§ **What you need to do**
Which lines in the items below contain the string "says"? Copy each of those lines, treating uppercase and lowercase as different.

/---

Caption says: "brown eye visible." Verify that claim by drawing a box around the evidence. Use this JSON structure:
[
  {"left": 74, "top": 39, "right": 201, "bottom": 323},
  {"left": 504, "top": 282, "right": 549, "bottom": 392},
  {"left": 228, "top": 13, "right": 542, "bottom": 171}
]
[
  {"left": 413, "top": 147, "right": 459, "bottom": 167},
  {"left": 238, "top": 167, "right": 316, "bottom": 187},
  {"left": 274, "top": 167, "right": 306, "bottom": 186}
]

\---
/---

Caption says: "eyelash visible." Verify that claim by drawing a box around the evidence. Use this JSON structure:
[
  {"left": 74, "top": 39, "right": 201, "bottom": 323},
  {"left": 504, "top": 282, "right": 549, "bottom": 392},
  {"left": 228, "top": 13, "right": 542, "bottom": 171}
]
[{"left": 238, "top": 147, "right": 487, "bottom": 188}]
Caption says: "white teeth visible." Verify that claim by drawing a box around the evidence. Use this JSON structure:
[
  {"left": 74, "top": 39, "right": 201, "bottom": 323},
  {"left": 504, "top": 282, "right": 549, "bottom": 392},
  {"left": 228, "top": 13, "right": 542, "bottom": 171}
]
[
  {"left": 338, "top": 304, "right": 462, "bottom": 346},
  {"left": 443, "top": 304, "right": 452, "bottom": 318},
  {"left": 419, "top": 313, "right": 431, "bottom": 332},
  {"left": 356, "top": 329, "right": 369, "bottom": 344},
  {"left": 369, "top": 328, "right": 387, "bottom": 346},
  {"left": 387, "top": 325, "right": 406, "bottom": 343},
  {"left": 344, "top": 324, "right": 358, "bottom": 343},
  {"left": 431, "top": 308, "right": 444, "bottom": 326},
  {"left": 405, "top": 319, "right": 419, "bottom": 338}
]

\---

§ **Task solution**
Caption says: "brown eye visible." Verify that claim by drawing a box around the evidence. Use this JSON structure:
Caption says: "eyelash visible." Verify that claim by drawing a box around the evidence. Use this JSON structure:
Caption says: "white teeth visible." Verify that claim by drawing a box around the evidence. Use this JSON structure:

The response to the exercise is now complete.